EXERCISE PASSAGE
***
Consortium on Individual Development

General

Most children develop well and find their way in society without major problems, but some do not. A combination of the child’s disposition and the environment in which he or she is raised is thought to underlie this developmental difference.

The Consortium on Individual Development (CID) aims to advance our knowledge and understanding of why some children thrive and others do not. To this end, we plan to develop a model of how developmental differences between children arise as a result of the interplay between child characteristics and environmental factors, by filling in crucial gaps in our knowledge of the role of brain development, effects of interventions in the environment, and intergenerational transmission.

Within CID several close-knitted projects focus on identifying critical factors and their interplay during development. CID research projects study how the environment (family characteristics, parents and siblings, peers, and broader societal influences including media) and child characteristics (genetic makeup, temperament, and pre- and perinatal factors) affect the development of social competence (SC) and behavioural control (BC), skills that are essential for functioning in society and for reducing risk of behavioural and emotional problems. For more information on the implementation of these two central CID measures see the section on Social competence and behavioural control measures.

CID research is grouped into four work packages (WPs), each focusing on specific aspects of development:

  1. The role of brain development in WP1
    The neurobiological developmental trajectory of newborns, children, and adolescents is not fully understood. In particular, we are only just beginning to learn to what extent genetic and environmental factors influence brain development and how these effects in turn influence behavior. WP1 focuses on brain development in relation to behavior, specifically on social competence and behavioral control and addresses questions regarding their interrelationships, how associations might develop as a function of age, gender, genetic influences, and environmental exposures.
  2. Effects of interventions in WP2
    Children are not equally vulnerable to adverse rearing environments, nor do they equally profit from supportive environments. Differential susceptibility theory proposes that vulnerable children, who suffer most from bad environments, are also more receptive to positive changes in the child rearing and wider social environment. Central questions are: Which children are most susceptible to environmental influences, and what are the neurobiological mechanisms by which the environment influences children’s social competence and behavioural control? These questions are addressed experimentally in longitudinal randomized controlled trials (Leiden-Consortium Individual Development, L-CID), using cognitive and behavioural interventions.
***
TASK LIST
A – Answer each question from the CID passage.
(i) What two skills do CID research projects examine the development of?
(ii) Into how many work packages is CID research grouped?
(iii) In what kind of studies are the central questions of WP2 addressed experimentally?
B – Go on with the CID passage, starting after its last sentence.
The rows that come next are separate material from the CID passage.

INFORMATION
***
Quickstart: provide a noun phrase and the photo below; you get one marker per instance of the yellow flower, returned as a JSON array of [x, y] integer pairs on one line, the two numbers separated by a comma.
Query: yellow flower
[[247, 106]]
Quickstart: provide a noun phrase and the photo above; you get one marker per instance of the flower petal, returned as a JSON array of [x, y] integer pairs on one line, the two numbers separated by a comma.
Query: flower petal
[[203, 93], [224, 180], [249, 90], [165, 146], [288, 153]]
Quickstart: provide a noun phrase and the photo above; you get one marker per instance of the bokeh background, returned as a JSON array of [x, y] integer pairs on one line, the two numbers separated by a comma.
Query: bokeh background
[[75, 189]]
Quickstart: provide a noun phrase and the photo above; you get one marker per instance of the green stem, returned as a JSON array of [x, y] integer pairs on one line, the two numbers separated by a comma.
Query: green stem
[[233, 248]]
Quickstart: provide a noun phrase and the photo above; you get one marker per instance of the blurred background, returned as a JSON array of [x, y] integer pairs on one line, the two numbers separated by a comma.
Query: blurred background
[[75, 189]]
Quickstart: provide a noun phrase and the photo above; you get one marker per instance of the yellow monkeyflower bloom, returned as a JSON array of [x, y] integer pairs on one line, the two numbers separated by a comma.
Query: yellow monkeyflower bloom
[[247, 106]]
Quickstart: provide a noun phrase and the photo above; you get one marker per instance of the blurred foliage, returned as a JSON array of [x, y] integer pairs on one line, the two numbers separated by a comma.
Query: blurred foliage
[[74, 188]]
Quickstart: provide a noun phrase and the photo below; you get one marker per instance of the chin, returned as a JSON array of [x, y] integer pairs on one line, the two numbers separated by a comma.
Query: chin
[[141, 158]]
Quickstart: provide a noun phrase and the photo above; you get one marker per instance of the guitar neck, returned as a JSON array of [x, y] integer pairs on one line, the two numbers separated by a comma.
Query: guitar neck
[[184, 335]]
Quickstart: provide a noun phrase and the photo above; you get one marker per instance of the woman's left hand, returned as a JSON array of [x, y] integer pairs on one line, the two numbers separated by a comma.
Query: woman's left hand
***
ANSWERS PER TASK
A –
(i) Social competence (SC) and behavioural control (BC).
(ii) Four.
(iii) Longitudinal randomized controlled trials (Leiden-Consortium Individual Development, L-CID), using cognitive and behavioural interventions.

B –
  3. The role of generational transmission in families in WP3
    The WP3 studies investigate how the characteristics of grandparents (Generation 1, G1) impact the development of parents (Generation 2, G2) and – through them – the development of their children (Generation 3, G3). These studies have a multigenerational design and investigate the extent to which genetic and non-genetic transmission between generations causes differences in developmental outcomes in children and adolescents. The three-generation design is used to study behavioural transmission. Two- and three-generation designs are used to study the epigenetics of transmission and to untangle genetic and environmental processes of transmission of processes related to behavioural control and social competence.
  4. Animal and mathematical models of development in WP4
    We aim to gain an understanding of how gene x environment (G x E) interactions influence the development of behavioural control and social competence (relevant to work packages 1-3). To this end, we will use models to study G x E interactions under highly controlled conditions; use experimental methods to examine specific brain connections (down to the level of synapses); investigate trans-generational effects within a time-frame of a few years; and test the validity of specific theoretical frameworks, which in turn can be used to guide future experiments. Like the other WPs, WP4 makes use of shared technology (e.g. neuroimaging) and has a focus on behavioural control and social competence.

The figure below shows how the different WPs are interrelated with a shared focus on the interplay of child characteristics and environmental factors in determining developmental differences, specifically in social competence and behavioural control.

InterrelationWPs_content2_150316
Several cohorts support the different work packages:

  • WP1 a longitudinal cohort based in Utrecht (YOUth).
  • WP2 an intervention cohort based in Leiden (L-CID).
  • WP3 four existing longitudinal cohorts: (i) TRAILS based in Groningen, (ii) Generation-R based in Rotterdam, (iii) RADAR based in Utrecht, and (iv) NTR based in Amsterdam.
  • WP4 animal cohort.

Each cohort includes both shared and specific measures of social competence and behavioural control. In addition, several developmental traits are collected in all cohorts. Together, this allows integration of datasets as well as more focused analysis in two or more cohorts.